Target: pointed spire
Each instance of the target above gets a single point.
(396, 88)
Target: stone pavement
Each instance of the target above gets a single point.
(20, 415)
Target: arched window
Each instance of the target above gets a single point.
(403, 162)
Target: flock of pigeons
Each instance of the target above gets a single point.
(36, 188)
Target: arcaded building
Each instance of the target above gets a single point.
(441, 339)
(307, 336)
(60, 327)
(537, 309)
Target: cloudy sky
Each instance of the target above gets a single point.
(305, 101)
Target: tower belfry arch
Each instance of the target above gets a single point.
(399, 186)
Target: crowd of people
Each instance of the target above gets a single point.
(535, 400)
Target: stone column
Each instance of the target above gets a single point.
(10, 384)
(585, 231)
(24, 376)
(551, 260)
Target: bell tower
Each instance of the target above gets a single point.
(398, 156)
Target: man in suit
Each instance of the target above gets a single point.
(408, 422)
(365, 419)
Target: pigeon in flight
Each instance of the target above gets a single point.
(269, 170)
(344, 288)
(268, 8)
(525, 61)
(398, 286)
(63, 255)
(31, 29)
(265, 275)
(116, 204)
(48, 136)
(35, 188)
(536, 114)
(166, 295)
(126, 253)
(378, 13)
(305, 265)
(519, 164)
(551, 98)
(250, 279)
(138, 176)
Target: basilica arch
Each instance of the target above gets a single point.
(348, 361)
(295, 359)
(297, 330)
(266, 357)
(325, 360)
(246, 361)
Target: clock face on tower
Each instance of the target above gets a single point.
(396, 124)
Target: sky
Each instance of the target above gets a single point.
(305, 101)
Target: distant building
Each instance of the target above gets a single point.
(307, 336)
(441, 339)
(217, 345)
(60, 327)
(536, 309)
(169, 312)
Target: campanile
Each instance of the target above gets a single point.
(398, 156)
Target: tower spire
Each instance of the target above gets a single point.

## Work to complete
Present every line of all the entries above as one numbered list, skipping any blank lines.

## Worked answer
1. Target: pointed spire
2. Each instance of the target above gets a single point.
3. (396, 88)
4. Target: stone pavement
5. Each instance of the target above gets a single point.
6. (20, 415)
7. Target: arched window
8. Each instance of the target above gets a single point.
9. (403, 162)
10. Target: flock of pigeons
11. Each instance of the target above gets a single point.
12. (36, 188)
13. Target: arcaded building
14. Each instance of the target above gets a single point.
15. (441, 339)
16. (307, 336)
17. (60, 327)
18. (537, 309)
19. Target: cloudy sky
20. Each instance of the target above gets a single point.
21. (305, 101)
22. Target: tower belfry arch
23. Each instance of the target above gets a single point.
24. (399, 186)
25. Target: crowd of people
26. Each instance of the target above gets a single point.
27. (535, 400)
28. Target: stone column
29. Each instance of the target above gets a single point.
30. (10, 384)
31. (585, 231)
32. (24, 376)
33. (551, 260)
34. Target: bell tower
35. Each instance of the target above gets a single point.
36. (398, 156)
37. Target: man in suit
38. Each instance of the target above gets a single point.
39. (408, 422)
40. (365, 419)
41. Target: pigeon in flight
42. Each instance of the target above gets a single point.
43. (269, 170)
44. (344, 288)
45. (268, 8)
46. (525, 61)
47. (398, 286)
48. (63, 255)
49. (31, 29)
50. (265, 275)
51. (116, 204)
52. (48, 136)
53. (35, 188)
54. (536, 114)
55. (166, 295)
56. (126, 253)
57. (378, 13)
58. (305, 265)
59. (519, 164)
60. (551, 98)
61. (250, 279)
62. (138, 176)
63. Target: basilica arch
64. Each instance of the target above gets a single point.
65. (348, 361)
66. (295, 359)
67. (297, 330)
68. (266, 357)
69. (325, 360)
70. (246, 361)
71. Target: clock face on tower
72. Each instance of the target above gets a single point.
73. (396, 124)
74. Target: sky
75. Each instance of the target above gets a single point.
76. (305, 101)
77. Target: distant building
78. Each instance of the target above gets a single point.
79. (307, 336)
80. (441, 339)
81. (217, 345)
82. (60, 327)
83. (536, 309)
84. (169, 312)
85. Target: campanile
86. Each instance of the target above gets a single point.
87. (398, 156)
88. Target: tower spire
89. Each instance of the target above gets a single point.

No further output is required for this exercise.